ACTIVITY: Omit all pictures. Print the remaining lines exactly, from the start of the data through the line containing "217), (367, 243)]]".

DATA LISTING:
┌──

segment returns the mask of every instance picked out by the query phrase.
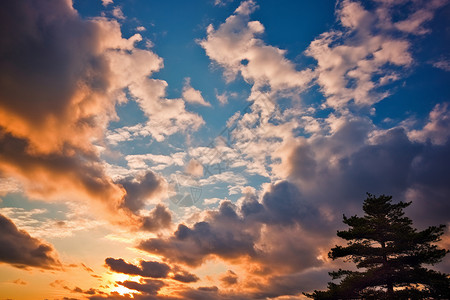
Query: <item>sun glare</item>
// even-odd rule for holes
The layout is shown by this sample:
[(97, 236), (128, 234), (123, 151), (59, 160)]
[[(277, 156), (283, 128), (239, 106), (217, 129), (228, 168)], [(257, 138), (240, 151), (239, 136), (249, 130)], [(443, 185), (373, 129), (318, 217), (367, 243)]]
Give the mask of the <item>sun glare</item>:
[(139, 282), (139, 279), (140, 279), (139, 276), (129, 276), (126, 274), (114, 273), (111, 275), (110, 278), (111, 278), (110, 280), (115, 283), (115, 285), (110, 288), (110, 290), (109, 290), (110, 293), (116, 292), (116, 293), (119, 293), (121, 296), (123, 296), (125, 294), (130, 294), (131, 296), (133, 296), (134, 294), (138, 294), (138, 292), (136, 292), (135, 290), (130, 290), (129, 288), (126, 288), (123, 285), (120, 285), (119, 283), (116, 283), (116, 282), (124, 282), (124, 281)]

└──

OUTPUT FOR THIS EXERCISE:
segment returns the mask of every instance picked out by the query phrase.
Query: <item>sun glare</item>
// even-odd rule for holes
The layout is shown by this sample:
[(97, 236), (128, 234), (123, 151), (59, 160)]
[[(277, 156), (283, 128), (239, 106), (217, 129), (228, 168)], [(257, 138), (240, 151), (239, 136), (249, 130)], [(443, 185), (373, 129), (318, 217), (367, 243)]]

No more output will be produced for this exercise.